Starting with the line that contains "Practice step: find the warehouse", reproduce each line through the end of the listing below, with no other output.

* Entries
------------------------

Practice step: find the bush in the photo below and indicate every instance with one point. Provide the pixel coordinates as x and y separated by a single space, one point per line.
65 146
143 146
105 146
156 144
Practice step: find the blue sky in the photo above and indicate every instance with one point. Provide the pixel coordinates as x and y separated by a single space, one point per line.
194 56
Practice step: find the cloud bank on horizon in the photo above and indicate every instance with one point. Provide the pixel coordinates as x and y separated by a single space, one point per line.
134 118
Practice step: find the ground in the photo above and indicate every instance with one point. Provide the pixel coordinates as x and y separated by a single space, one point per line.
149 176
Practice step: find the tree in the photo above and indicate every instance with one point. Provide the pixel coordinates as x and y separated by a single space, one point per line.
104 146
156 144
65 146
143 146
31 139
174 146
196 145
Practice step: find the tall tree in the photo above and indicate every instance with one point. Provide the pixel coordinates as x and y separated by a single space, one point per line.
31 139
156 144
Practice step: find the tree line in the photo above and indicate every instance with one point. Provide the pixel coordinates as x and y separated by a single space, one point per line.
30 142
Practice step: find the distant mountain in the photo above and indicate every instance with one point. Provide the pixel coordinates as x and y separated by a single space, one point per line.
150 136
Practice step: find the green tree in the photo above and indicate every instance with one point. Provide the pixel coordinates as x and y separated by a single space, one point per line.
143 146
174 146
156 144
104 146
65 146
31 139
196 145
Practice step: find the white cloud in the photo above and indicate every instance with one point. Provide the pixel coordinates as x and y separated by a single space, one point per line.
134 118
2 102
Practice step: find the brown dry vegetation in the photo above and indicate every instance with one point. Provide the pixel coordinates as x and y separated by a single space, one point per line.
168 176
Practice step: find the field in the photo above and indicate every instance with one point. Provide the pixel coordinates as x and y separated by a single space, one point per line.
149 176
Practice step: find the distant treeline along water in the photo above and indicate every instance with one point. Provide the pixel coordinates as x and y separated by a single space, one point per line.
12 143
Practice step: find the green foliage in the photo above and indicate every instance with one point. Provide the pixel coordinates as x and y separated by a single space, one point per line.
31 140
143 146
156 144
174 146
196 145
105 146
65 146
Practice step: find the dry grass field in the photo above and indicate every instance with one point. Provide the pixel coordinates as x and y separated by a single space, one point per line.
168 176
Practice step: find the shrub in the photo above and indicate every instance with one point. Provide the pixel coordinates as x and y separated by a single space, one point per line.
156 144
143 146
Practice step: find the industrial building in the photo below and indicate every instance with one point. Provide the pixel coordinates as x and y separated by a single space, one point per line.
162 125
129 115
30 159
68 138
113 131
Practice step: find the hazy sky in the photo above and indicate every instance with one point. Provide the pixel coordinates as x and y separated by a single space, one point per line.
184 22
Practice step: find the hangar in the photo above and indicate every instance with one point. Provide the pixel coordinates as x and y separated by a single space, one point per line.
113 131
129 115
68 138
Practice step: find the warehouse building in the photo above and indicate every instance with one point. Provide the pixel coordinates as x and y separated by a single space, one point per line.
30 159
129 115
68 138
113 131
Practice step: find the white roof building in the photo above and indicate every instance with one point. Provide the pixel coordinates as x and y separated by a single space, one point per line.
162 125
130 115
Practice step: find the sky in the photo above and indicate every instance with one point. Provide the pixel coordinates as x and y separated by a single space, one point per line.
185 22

------------------------

* Answer in full
Practice step: find the warehouse building in the photo above and indicate every instance with one point. Provide the pixel coordinates as x and y separated by a single space, one point per line.
30 159
129 115
68 138
113 131
Practice step: find the white roof building in the photo above and indicate every instance with one point. Provide the pixel coordinates as x and y separated by a single space, one point per line.
162 125
130 115
Practice step: find the sky in the photo above and indicate every instance with one point. Provide the pixel coordinates as x and y separated by a single space, one point per line.
185 22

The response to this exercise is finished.